AUSGANGSDOKUMENT:

::::

«  1  »

 

Gemeinderat, 44. Sitzung vom 29.06.2004, Wörtliches Protokoll  -  Seite 20 von 95

 

Und dann steht im Akt: „Aufgrund geänderter politischer Rahmenbedingungen.“

 

Bei vielen Projekten frage ich mich, welchen Stellenwert die MA 18 hat. Welchen Stellenwert und welche Durchsetzungskraft haben jene und ja, ich gebe schon zu, 1 000-Hektar-Plan, eine langfristige Absicherung von Grün bringt keine Erträge und die Umwidmung von Grün auf Bauland hat einen entsprechenden wirtschaftlichen Hebel. Da ist aber die Aufgabe der Politik zu sagen, nein und das entsprechend anzukaufen. Aus Zeitgründen erspare ich mir jetzt eine Reihe weiterer Projekte wie zum Beispiel die Golfplatzerweiterung im Norden von Süßenbrunn und und und.

 

Die Stadt Wien forciert die Zersiedelung mit teilweise wirklich schlechten Widmungen, mit Widmungen, die auch von der städtebaulichen Qualität her sehr, sehr, sehr zu wünschen übrig lassen. Ich frage mich, Herr Stadtrat, was Sie den Leuten dann sagen werden, die heute irgendwie darauf bauen, es kommt eh irgendwann der Tunnel und es kommt eh irgendwann vielleicht die entsprechende Straßenanbindung - alles aus öffentlichen Mitteln finanziert -, wenn es dazu kommt, dass wirklich die Kosten von einem Liter Benzin wieder entsprechend in die Höhe gehen.

 

Noch einmal: Das ist nicht politisch gesteuert, sondern das geht einfach davon aus, dass die Zeiten unendlich verfügbaren günstigen Öls vorbei sind. Können Sie sich das vorstellen - und das möchte ich Ihnen jetzt nur noch von der Größenordnung her vermitteln -, wie wir auf einer Energiefettblase schwimmen. Alle sagen, die Chinesen brauchen so viel mehr Energie, 15 Prozent Ölverbrauchswachstum! China sauft quasi den Ölmarkt leer! Den Stahlmarkt im Übrigen auch. China war bis 1995 ein Nettoexporteur von Öl und ist heute der zweitgrößte Importeur. Die brauchen pro Kopf ein Achtel soviel Energie wie wir. Vielleicht kommen wir dann einmal drauf, wie sehr unser Lebensstil, dieser suburbanisierte Lebensstil nicht multiplizierbar ist.

::::

ZU ERLEDIGENDE AUFGABEN:
a. Prüfen Sie, ob die folgenden Aussagen dem Sitzungsprotokoll entsprechen, und belegen Sie jede Antwort (ja oder nein) mit dem entscheidenden Wortlaut des Sitzungsprotokolls.
(i) China exportierte bis 1995 netto Öl.
(ii) Die Chinesen brauchen pro Kopf halb so viel Energie wie „wir“.
(iii) Als weiteres Projekt wird eine Golfplatzerweiterung im Süden von Süßenbrunn genannt.
b. Führen Sie die Rede im Sitzungsprotokoll über dessen letzten Satz hinaus fort.

BEREITGESTELLTES MATERIAL:
::::

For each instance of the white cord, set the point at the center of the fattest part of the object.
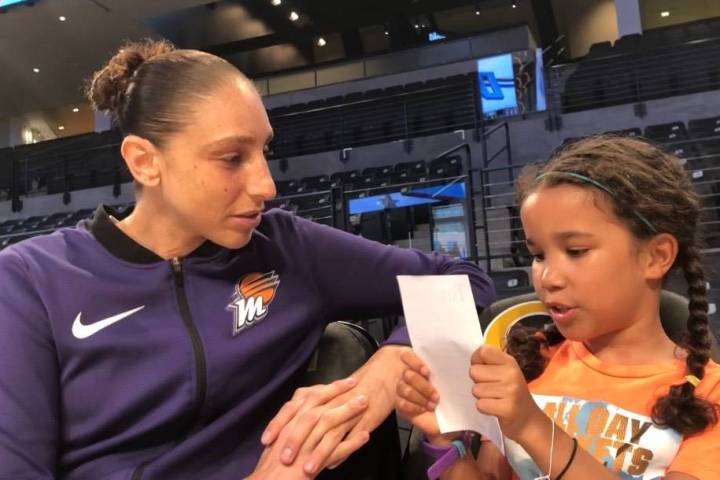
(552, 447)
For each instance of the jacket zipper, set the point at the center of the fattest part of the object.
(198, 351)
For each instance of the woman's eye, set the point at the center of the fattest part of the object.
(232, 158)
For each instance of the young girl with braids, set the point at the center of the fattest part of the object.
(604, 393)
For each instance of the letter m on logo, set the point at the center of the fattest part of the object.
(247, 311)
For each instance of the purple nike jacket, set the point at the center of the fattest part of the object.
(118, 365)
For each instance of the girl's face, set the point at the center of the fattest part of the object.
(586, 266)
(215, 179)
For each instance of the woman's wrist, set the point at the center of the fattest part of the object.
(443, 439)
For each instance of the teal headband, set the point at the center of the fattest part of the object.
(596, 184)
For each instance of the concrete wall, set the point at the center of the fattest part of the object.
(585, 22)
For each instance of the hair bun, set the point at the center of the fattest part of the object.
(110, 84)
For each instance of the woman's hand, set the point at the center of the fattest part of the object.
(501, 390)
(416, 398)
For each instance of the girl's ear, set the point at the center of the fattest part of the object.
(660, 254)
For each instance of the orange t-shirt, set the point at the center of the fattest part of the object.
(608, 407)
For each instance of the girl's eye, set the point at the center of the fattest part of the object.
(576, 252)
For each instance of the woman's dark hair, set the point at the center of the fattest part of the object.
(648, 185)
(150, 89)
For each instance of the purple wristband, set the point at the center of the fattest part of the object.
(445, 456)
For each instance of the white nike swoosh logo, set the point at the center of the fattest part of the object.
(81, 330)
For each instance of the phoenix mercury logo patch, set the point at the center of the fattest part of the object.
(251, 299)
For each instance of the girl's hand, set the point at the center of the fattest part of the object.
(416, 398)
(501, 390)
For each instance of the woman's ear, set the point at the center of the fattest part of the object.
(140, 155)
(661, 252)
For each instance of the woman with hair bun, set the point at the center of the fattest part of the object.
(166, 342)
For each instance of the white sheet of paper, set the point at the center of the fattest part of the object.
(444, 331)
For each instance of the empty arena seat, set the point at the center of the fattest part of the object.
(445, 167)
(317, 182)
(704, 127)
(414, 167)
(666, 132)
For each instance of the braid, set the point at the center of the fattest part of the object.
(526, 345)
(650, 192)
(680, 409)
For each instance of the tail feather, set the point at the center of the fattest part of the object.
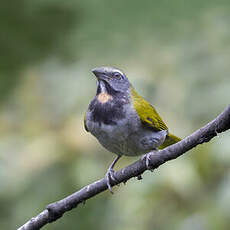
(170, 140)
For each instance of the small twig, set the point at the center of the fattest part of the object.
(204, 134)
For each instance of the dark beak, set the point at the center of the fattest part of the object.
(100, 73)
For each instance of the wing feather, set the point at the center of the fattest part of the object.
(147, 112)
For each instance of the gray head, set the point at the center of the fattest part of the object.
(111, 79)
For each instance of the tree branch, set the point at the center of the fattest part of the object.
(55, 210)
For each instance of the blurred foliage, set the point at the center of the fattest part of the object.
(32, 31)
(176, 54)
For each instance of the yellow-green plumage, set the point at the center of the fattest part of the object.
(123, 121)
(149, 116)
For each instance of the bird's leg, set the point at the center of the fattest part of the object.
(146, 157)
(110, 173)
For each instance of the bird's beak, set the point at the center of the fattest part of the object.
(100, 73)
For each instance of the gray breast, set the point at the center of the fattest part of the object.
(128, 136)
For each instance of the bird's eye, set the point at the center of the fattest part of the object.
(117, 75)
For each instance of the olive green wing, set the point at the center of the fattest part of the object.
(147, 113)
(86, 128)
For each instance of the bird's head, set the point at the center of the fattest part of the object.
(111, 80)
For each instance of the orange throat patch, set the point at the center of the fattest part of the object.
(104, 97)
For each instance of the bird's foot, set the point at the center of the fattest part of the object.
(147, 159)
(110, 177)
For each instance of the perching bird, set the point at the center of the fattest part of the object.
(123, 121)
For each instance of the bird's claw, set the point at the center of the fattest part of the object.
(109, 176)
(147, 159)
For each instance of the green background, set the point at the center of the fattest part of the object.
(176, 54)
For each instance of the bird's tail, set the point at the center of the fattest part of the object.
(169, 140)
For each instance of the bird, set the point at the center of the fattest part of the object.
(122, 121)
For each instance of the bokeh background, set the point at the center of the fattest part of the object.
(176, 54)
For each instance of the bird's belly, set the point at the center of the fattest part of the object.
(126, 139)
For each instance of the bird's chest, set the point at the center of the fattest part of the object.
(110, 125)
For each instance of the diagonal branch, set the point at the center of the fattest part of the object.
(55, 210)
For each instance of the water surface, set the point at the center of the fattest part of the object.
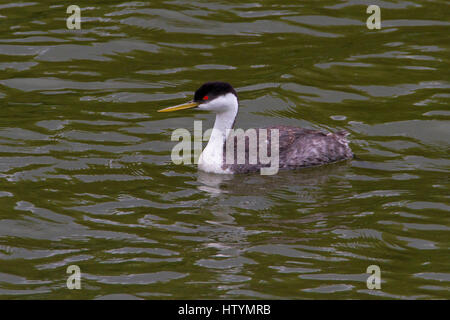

::::

ANTWORTEN ZUR ÜBUNG:
a.
(i) Ja: „China war bis 1995 ein Nettoexporteur von Öl und ist heute der zweitgrößte Importeur.“
(ii) Nein: „Die brauchen pro Kopf ein Achtel soviel Energie wie wir.“
(iii) Nein: „wie zum Beispiel die Golfplatzerweiterung im Norden von Süßenbrunn“

b.
 

Damit man seinen Körper mit 80, 85, 90 oder, weiblich einige Kilo weniger, 60 Kilo, von A nach B transportiert, kauft man sich einen SUV mit einer Tonne, der dann zwölf Liter Benzin braucht. Das ist kein Modell, auf das wir eine nachhaltige Gesellschaft bauen können. Dass der Zuwachs auch bei uns so zunimmt, ist beängstigend.

 

Da höre ich von der Planung, was mir gesagt wird: "Die Leute wollen ins Grüne. Was sollen wir machen? Besser innerhalb der Stadtgrenzen als außerhalb." Die am stärksten wachsende Region Österreichs ist knapp außerhalb Wiens, ist der Speckgürtel. Man kann ihn besser auch den Staugürtel nennen. Haben wir den Mut, dasselbe zu sagen wie im Garagenbau. Wir verbieten ihn nicht, aber wer einen Parkplatz sucht, hat eine gewisse wirtschaftliche Eigenverantwortlichkeit. Wer sich einbildet, aus welchen Gründen auch immer, und es gibt gute Gründe, im Umland wohnen zu wollen, hat auch das Recht, so viele staufreie Autobahnen angeboten zu bekommen bis es nicht mehr staut, ja oder nein? Da sagen wir: Nein, die Politik hat andere Prioritäten. Das sollten wir diskutieren. Das, finde ich, ist die Kernfrage.

 

Die zweite Kernfrage, die damit zu tun hat, die ich aber jetzt nur knapp streifen konnte, war die Frage der Nahversorgung. Denn da ist Politik sehr wohl gefordert sicherzustellen, dass im urbanen Umfeld, in halbwegs fußläufiger Entfernung eine Nahversorgung vorhanden ist, zu der nicht nur der Greißler oder der Billa gehören, sondern auch gewisse Lokale zum Ausgehen, Kino, Dinge wie diese, derentwegen Menschen die Stadt lieben. Da schätze ich einmal mehr Wien im Verhältnis zu US-amerikanischen Städten, denn die werden sich schön anschauen. Los Angeles mit 2 Dollar der Liter oder umgerechnet die Gallone. Die können ein paar Straßenbahnen führen. Wien ist, zumindest potentiell aus seiner geschichtlichen Entwicklung noch managebar. Ich halte das für die wichtigste Frage. Ich finde es bedauernswert, dass wir das nicht vehementer diskutieren und die Urbanität in Wien entsprechend weitertreiben.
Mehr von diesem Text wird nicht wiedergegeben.